* _Supplied material_:
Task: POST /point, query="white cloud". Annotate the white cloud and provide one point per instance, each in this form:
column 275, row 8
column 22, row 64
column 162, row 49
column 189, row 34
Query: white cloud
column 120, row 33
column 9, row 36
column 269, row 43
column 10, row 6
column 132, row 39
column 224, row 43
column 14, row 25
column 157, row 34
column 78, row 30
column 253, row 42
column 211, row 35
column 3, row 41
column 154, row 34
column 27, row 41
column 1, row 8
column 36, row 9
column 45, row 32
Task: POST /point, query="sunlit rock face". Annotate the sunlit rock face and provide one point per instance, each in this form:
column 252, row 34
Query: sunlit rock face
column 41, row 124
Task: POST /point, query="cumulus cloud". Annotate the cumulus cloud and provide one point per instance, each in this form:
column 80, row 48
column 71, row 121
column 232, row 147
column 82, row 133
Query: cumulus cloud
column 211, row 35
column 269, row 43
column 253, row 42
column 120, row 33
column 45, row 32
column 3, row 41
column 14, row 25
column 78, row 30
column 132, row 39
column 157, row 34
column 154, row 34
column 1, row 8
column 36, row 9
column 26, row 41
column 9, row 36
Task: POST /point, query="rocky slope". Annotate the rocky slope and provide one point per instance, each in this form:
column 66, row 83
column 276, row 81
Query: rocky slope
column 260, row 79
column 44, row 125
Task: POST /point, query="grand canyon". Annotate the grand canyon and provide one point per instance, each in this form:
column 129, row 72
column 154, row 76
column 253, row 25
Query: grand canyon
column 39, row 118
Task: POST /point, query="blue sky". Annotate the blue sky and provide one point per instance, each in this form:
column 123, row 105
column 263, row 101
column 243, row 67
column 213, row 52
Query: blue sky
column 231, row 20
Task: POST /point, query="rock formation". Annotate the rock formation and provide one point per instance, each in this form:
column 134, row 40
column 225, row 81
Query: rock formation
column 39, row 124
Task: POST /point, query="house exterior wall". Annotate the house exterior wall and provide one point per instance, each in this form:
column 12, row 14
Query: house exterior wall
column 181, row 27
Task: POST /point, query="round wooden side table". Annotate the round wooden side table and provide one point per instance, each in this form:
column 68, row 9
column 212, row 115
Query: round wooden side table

* _Work to complete_: From the line containing "column 68, row 9" to the last line of the data above, copy each line exactly and add nothing.

* _Answer space_:
column 68, row 9
column 212, row 115
Query: round wooden side table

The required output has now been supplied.